— start —

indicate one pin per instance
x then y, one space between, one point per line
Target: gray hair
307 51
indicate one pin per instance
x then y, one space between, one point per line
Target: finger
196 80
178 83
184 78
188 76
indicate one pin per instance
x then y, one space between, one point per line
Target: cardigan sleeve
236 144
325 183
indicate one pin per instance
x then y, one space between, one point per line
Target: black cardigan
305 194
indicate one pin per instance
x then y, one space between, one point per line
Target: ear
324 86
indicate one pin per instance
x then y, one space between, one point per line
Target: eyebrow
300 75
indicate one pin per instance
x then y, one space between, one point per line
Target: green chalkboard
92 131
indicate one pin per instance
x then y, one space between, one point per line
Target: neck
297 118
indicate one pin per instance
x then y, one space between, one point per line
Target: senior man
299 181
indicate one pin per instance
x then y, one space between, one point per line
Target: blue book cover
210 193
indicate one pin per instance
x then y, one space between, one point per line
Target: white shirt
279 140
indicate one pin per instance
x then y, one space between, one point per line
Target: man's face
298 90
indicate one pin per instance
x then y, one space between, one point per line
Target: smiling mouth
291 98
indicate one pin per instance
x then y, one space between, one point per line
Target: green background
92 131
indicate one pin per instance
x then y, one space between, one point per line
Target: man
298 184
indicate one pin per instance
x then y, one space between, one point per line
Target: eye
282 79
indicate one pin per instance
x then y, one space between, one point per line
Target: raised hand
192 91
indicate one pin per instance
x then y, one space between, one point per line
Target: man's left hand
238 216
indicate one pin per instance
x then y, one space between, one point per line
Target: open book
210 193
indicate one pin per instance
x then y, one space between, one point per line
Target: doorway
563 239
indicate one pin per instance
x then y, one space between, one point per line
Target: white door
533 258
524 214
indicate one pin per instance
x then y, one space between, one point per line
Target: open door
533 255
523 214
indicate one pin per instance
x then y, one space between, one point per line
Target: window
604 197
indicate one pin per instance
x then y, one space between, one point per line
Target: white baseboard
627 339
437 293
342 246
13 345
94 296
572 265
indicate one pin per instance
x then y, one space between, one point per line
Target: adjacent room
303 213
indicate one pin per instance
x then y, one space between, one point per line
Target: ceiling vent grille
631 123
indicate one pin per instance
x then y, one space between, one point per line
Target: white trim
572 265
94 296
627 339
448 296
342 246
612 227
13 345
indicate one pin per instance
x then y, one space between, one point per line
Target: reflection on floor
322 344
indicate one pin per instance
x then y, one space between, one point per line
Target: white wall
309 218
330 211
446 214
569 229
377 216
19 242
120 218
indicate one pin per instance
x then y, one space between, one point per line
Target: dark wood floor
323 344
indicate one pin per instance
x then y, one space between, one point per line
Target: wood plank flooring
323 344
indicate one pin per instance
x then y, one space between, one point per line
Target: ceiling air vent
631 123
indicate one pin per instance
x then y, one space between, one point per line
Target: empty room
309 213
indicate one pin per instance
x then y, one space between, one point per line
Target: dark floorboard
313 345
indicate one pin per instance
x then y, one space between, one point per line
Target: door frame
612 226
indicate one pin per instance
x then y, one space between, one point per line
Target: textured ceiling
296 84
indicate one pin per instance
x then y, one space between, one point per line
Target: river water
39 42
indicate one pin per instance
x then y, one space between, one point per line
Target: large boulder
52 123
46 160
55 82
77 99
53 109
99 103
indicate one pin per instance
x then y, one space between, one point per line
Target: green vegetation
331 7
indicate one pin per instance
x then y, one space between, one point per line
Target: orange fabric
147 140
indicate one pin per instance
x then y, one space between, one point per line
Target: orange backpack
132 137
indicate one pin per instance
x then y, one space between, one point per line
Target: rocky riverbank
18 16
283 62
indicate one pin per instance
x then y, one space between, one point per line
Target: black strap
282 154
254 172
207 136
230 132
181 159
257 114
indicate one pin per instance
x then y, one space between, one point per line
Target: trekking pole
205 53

— end —

- [TASK STATEMENT]
Transcribe the material above word for word.

- [TASK ANSWER]
indicate one pin per instance
x then y, one space between, one point per line
Target: gray hair
307 51
indicate one pin per instance
x then y, one space between, one point per line
Target: finger
196 80
178 83
184 78
188 76
indicate one pin per instance
x then y, one space between, one point per line
Target: cardigan sleeve
236 144
325 183
indicate one pin per instance
x then y, one space between, one point per line
Target: black cardigan
305 194
indicate one pin per instance
x then y, one space between, one point per line
Target: ear
324 86
indicate one pin per instance
x then y, one space between, one point per line
Target: eyebrow
300 75
indicate one pin per instance
x then y, one space between, one point per line
Target: green chalkboard
92 131
indicate one pin per instance
x then y, one space between, one point per line
Target: neck
297 118
indicate one pin per instance
x then y, one space between, one point per line
Target: senior man
299 181
indicate one pin per instance
x then y, one space between, one point per line
Target: blue book cover
210 193
indicate one pin per instance
x then y, one space between, one point per line
Target: white shirt
279 140
indicate one pin per instance
x then y, one space between, one point per line
Target: man's face
298 90
indicate one pin per instance
x then y, one space between, one point per line
Target: smiling mouth
291 98
indicate one pin per instance
x then y, one space between, one point per line
Target: green background
92 131
indicate one pin per instance
x then y, one space between, one point per line
Target: man
298 184
indicate one pin per instance
x then y, one space between, one point per line
Target: eye
282 79
indicate one pin per instance
x then y, one space between, one point per line
Target: raised hand
192 91
indicate one pin per instance
x then y, one space between, one point per line
Target: man's left hand
238 216
indicate one pin per instance
x then y, one space between, one point per line
Target: open book
210 193
indicate one pin per instance
x then y, one space between, one point per line
Target: doorway
563 239
indicate one pin per instance
x then y, one space between, one point per line
Target: white door
533 258
524 214
indicate one pin per instance
x then y, one space between, one point per line
Target: open door
533 255
523 214
indicate one pin per instance
x then y, one space between, one point per line
Target: window
604 197
indicate one pin per instance
x then y, one space between, one point per line
Target: white baseboard
627 339
437 293
342 246
13 345
94 296
572 265
indicate one pin per instance
x then y, one space between, one point per line
Target: adjacent room
303 213
indicate one pin per instance
x then y, one space between, one point per line
Target: ceiling vent grille
631 123
indicate one pin per instance
x then y, one space between, one point per line
Target: white trim
572 265
94 296
627 339
448 296
342 246
612 227
13 345
indicate one pin per instance
x then y, one space between, one point per line
Target: reflection on floor
322 344
indicate one pin per instance
x then y, one space between, one point per line
Target: white wall
309 218
330 211
446 214
569 229
377 216
19 242
120 218
indicate one pin per instance
x then y, one space between, one point per line
Target: dark wood floor
323 344
indicate one pin per instance
x then y, one space between, one point per line
Target: wood plank flooring
323 344
indicate one pin per instance
x then y, one space between, one point per line
Target: ceiling air vent
631 123
indicate one pin per instance
x then y, one space between, one point per line
Target: empty room
309 213
indicate one pin per instance
x then y, one space between, one point per line
Target: dark floorboard
313 345
indicate one pin per instance
x then y, one space between, one point per line
Target: door frame
612 226
indicate one pin per instance
x then y, one space between, one point per line
Target: textured ceiling
296 84
indicate one pin per instance
x then y, one space between, one point per line
Target: river water
39 42
indicate one pin per instance
x then y, one space between, one point per line
Target: large boulder
52 123
46 160
55 82
77 99
53 109
99 103
indicate one pin per instance
x then y, one space between, one point per line
Target: green vegetation
331 7
indicate one pin per instance
x then y, one space between, one point per line
Target: orange fabric
147 140
indicate one pin per instance
x then y, one space between, one point per line
Target: orange backpack
132 137
indicate one pin per instance
x then y, one space between, one point per line
Target: rocky riverbank
18 16
283 62
indicate one pin per instance
x then y, one space between, one point per line
Target: black strap
282 154
254 172
207 136
230 132
181 159
257 114
indicate one pin per instance
x then y, one space between, one point per line
Target: trekking pole
205 53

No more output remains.